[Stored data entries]
□ □ □ □

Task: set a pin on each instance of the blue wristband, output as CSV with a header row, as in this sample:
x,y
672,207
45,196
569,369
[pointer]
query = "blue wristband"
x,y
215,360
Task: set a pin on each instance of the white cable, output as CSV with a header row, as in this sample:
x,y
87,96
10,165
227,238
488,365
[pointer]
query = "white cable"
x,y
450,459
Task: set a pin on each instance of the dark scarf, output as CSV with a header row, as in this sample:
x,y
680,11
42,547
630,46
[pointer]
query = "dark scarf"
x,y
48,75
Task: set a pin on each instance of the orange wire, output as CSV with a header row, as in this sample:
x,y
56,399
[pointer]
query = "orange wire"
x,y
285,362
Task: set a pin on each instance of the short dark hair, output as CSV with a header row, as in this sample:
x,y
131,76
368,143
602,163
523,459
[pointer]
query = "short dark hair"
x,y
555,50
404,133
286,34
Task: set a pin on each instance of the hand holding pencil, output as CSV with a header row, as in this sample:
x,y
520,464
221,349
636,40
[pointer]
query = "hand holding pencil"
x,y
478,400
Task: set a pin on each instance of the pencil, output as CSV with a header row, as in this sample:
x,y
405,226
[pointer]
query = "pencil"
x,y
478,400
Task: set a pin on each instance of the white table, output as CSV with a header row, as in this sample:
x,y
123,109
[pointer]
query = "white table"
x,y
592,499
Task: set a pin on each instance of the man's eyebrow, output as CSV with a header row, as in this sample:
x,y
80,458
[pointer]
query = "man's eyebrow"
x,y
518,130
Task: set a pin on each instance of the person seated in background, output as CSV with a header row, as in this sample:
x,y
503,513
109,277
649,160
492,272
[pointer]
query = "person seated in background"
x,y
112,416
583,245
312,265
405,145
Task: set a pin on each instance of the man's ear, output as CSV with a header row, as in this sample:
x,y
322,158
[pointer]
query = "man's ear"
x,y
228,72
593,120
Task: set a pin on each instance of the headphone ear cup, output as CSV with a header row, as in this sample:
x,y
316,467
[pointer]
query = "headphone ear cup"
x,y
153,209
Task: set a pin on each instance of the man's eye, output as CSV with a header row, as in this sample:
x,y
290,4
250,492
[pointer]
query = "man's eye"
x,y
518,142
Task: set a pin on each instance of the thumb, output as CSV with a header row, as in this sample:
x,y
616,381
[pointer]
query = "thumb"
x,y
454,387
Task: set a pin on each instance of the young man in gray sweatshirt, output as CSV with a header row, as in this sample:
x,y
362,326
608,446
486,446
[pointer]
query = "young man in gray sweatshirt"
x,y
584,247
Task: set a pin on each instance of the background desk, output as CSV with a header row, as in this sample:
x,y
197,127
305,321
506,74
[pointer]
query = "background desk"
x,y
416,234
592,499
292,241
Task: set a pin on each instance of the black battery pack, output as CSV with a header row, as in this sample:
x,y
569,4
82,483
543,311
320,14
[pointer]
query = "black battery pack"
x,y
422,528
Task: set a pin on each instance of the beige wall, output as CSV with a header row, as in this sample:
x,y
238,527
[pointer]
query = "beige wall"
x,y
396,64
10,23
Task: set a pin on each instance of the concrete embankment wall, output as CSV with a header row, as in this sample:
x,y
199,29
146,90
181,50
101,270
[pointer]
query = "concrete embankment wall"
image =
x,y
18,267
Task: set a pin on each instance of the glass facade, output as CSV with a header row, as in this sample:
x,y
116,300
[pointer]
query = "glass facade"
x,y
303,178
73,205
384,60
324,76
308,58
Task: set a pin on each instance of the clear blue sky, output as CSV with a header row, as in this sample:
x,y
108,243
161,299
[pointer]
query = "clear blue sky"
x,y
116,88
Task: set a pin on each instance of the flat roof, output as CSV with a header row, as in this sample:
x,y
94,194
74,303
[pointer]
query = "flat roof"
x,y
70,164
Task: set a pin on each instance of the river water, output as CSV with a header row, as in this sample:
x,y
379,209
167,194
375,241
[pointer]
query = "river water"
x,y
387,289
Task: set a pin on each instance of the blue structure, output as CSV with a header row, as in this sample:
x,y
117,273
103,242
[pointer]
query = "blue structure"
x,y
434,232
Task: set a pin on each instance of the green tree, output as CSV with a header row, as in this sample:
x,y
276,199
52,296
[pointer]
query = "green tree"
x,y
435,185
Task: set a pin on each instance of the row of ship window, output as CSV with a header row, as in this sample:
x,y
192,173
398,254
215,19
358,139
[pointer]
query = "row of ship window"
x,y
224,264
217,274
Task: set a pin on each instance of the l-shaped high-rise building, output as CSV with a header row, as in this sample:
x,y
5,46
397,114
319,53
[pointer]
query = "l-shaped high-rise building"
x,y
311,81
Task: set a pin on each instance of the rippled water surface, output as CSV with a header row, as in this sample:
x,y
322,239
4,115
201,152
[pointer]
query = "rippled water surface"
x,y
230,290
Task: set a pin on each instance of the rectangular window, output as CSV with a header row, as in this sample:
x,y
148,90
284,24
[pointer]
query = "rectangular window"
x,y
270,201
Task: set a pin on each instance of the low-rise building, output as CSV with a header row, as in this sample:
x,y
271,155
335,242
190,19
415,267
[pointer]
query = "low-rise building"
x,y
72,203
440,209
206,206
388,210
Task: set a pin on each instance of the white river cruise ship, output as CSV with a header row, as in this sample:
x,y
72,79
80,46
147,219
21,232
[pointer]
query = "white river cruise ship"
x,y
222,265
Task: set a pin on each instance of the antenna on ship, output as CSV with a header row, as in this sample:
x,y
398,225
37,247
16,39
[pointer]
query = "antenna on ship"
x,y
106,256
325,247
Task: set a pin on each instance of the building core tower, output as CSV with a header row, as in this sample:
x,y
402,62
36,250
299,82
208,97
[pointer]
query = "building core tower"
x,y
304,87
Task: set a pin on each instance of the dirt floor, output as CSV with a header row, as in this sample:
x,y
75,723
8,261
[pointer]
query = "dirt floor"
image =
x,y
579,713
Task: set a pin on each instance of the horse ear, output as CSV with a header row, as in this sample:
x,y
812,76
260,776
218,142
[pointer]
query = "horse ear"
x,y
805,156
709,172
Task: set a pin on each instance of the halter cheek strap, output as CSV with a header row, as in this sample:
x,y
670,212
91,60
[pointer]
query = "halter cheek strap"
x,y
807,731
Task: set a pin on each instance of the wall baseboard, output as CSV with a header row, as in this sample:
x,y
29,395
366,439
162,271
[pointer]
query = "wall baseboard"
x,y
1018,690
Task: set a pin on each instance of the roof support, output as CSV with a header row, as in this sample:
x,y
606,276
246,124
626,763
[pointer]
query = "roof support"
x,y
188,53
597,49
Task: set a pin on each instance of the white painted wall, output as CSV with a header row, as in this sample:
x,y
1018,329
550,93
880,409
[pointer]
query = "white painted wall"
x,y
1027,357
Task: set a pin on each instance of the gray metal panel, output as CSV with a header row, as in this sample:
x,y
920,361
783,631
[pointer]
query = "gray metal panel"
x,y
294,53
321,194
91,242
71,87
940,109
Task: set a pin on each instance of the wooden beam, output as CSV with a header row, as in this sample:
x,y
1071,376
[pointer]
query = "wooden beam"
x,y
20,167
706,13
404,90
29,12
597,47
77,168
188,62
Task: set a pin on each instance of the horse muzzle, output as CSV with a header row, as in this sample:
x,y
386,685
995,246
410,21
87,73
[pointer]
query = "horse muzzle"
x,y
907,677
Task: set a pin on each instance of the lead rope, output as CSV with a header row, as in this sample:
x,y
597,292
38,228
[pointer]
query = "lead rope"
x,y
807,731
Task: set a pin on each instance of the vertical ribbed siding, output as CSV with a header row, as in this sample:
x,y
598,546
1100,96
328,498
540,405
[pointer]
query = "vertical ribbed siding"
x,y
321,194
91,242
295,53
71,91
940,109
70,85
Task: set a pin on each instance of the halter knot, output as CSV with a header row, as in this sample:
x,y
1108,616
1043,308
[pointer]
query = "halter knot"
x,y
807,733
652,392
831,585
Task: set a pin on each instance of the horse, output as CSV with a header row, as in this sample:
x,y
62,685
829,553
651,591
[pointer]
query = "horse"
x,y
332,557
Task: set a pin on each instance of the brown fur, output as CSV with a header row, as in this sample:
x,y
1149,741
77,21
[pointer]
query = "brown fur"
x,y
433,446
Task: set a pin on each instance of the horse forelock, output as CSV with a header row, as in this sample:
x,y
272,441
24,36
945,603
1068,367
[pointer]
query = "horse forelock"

□ □ □ □

## EXERCISE DIRECTIONS:
Scan the records above for lines with the word "dirt". Then report how many there are, as a bare number.

## COMPLETED TASK:
2